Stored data
(begin)

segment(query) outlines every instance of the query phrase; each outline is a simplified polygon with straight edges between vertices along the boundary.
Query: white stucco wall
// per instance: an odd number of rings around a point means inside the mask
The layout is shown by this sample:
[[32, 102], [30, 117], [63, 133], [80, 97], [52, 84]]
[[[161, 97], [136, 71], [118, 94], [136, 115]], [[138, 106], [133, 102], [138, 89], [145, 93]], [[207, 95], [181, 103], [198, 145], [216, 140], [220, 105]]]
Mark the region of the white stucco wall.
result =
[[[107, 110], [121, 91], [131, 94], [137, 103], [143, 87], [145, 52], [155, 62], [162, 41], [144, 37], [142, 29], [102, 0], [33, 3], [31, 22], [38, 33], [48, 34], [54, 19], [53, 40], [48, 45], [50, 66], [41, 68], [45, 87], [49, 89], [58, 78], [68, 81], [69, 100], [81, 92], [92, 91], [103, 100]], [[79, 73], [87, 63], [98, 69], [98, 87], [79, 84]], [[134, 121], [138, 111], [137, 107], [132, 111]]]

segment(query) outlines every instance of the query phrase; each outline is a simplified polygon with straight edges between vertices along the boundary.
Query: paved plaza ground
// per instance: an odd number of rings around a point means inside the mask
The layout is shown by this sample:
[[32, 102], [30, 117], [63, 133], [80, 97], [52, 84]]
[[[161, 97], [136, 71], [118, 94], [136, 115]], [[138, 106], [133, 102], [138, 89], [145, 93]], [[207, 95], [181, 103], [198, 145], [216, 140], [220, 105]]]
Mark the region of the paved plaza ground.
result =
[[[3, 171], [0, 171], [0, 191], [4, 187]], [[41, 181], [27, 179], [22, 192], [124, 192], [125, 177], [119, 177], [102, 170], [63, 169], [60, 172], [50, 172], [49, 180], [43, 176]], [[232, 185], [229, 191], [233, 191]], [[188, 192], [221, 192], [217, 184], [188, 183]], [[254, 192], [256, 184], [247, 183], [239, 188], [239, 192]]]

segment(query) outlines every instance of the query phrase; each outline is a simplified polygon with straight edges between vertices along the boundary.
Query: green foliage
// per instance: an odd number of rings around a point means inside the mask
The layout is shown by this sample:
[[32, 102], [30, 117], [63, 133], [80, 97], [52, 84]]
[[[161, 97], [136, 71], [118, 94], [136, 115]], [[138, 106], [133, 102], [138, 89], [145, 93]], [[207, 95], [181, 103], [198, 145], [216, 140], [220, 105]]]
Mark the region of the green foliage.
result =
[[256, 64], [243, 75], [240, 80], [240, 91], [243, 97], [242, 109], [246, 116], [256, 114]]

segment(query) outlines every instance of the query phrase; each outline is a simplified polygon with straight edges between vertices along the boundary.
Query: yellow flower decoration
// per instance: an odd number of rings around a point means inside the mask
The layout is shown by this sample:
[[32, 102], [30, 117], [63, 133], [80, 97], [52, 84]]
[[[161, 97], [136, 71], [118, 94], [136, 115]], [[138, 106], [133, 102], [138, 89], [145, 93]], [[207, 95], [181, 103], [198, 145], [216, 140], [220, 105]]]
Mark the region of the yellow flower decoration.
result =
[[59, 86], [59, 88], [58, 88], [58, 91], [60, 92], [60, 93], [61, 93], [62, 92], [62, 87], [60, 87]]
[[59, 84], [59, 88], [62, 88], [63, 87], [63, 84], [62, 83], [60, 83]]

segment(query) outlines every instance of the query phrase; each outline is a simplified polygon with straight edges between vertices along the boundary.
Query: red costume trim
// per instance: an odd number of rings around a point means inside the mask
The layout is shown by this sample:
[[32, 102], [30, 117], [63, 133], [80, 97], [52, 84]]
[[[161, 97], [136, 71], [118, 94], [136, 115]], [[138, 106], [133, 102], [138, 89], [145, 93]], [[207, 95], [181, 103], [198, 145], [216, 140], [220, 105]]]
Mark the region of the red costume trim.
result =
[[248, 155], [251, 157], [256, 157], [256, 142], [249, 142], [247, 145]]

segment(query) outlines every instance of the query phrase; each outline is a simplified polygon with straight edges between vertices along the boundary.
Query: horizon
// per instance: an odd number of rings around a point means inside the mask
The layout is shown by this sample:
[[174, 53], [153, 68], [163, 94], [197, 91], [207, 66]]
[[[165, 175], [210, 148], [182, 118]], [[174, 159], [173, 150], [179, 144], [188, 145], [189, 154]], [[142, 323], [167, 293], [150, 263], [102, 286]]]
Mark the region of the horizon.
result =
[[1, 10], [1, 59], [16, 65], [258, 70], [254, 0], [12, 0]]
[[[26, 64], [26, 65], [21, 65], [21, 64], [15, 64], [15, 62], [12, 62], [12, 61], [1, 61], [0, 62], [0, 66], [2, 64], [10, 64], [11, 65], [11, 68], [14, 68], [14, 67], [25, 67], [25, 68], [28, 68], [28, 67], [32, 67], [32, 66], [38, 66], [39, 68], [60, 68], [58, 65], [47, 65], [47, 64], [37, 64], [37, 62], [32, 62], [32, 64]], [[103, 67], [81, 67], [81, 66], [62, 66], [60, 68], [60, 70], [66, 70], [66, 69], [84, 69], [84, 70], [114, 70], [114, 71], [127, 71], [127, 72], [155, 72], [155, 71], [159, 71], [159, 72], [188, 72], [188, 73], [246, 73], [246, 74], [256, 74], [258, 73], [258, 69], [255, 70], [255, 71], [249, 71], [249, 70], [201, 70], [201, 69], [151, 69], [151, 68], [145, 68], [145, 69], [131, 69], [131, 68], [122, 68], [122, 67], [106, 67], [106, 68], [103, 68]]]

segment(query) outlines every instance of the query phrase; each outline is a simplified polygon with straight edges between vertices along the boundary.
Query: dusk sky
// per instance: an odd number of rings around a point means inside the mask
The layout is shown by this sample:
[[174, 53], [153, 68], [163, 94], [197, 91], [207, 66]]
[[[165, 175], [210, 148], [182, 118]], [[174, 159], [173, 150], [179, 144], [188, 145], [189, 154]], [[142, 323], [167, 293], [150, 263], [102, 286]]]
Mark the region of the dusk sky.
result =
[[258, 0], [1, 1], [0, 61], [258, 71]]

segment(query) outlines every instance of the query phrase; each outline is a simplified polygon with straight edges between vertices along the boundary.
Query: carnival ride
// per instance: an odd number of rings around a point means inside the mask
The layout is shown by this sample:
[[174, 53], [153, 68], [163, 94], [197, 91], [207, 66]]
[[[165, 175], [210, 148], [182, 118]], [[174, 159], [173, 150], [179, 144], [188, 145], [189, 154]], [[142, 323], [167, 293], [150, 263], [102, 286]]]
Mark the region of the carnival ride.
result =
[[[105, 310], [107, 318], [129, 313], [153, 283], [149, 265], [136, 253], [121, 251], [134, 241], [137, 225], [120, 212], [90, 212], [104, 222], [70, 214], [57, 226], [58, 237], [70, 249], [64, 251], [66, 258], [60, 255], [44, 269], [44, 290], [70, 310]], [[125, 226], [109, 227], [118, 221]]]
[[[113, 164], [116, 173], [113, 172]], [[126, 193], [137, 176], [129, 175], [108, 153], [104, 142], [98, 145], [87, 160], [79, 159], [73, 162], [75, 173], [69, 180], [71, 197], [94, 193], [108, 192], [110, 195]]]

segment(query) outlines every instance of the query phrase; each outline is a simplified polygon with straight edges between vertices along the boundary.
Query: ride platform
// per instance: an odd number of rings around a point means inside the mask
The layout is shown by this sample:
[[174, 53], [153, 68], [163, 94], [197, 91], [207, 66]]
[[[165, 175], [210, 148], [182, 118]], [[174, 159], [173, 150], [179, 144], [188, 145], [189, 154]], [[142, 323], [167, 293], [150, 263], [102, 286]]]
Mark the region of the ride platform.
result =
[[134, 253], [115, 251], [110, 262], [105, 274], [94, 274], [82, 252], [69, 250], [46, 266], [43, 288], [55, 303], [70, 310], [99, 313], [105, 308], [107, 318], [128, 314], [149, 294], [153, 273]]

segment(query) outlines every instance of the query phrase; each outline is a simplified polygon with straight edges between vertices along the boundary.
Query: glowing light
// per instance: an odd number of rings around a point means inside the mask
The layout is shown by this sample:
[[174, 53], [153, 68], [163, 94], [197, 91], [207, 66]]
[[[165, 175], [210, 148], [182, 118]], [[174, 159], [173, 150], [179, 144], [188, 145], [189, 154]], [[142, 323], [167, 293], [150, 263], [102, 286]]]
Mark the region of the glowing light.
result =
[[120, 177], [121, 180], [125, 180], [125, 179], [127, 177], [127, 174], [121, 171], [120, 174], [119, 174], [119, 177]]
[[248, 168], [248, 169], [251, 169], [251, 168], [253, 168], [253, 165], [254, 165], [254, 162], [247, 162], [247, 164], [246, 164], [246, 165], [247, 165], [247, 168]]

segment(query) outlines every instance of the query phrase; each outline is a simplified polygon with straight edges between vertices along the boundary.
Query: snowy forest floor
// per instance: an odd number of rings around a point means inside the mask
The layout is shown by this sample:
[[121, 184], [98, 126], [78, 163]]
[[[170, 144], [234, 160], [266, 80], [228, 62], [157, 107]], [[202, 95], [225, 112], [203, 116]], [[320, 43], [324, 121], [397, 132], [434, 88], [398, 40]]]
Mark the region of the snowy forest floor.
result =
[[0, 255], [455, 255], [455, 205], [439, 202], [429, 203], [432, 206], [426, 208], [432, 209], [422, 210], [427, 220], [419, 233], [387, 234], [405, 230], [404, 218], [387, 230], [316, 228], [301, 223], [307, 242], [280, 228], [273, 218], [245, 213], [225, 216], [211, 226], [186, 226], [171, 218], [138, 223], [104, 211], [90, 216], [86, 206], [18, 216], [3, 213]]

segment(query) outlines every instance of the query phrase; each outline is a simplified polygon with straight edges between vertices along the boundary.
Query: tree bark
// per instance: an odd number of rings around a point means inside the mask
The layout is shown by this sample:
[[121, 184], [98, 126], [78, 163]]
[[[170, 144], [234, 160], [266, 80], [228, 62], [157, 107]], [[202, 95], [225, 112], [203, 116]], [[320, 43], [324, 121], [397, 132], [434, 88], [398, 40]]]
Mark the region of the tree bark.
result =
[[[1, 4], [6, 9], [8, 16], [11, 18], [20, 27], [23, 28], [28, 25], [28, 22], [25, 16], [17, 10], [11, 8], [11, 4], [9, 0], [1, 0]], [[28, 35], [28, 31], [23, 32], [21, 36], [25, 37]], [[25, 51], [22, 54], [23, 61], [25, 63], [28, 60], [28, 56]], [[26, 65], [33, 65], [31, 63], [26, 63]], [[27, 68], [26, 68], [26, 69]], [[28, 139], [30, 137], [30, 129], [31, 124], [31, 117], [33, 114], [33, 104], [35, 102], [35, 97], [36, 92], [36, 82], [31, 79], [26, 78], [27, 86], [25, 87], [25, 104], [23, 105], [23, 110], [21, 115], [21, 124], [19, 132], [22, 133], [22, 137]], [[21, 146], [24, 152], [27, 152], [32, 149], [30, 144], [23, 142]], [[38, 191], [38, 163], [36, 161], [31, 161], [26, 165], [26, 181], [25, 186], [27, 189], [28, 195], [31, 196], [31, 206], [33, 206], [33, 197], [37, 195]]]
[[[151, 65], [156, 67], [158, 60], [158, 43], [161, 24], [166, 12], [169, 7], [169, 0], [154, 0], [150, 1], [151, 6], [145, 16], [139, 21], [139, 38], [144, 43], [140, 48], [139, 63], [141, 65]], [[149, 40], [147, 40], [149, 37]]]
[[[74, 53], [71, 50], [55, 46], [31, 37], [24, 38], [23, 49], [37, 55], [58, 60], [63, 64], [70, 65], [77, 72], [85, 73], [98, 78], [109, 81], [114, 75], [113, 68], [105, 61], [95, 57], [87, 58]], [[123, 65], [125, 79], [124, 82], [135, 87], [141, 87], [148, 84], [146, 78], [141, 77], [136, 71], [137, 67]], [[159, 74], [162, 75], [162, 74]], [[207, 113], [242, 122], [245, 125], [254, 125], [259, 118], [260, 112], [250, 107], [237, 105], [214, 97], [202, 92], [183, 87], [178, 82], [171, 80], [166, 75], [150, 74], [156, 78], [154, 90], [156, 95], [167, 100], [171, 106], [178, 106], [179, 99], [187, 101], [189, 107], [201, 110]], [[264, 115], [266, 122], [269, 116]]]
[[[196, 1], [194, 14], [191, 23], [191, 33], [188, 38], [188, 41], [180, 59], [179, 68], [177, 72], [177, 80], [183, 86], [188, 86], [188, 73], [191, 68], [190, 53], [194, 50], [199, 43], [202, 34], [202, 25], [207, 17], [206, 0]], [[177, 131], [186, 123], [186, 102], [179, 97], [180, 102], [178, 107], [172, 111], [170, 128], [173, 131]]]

(end)

▸ **Task prompt**
How many lines in the records contain the string "forest"? Reply with the number alone.

▸ **Answer for the task**
2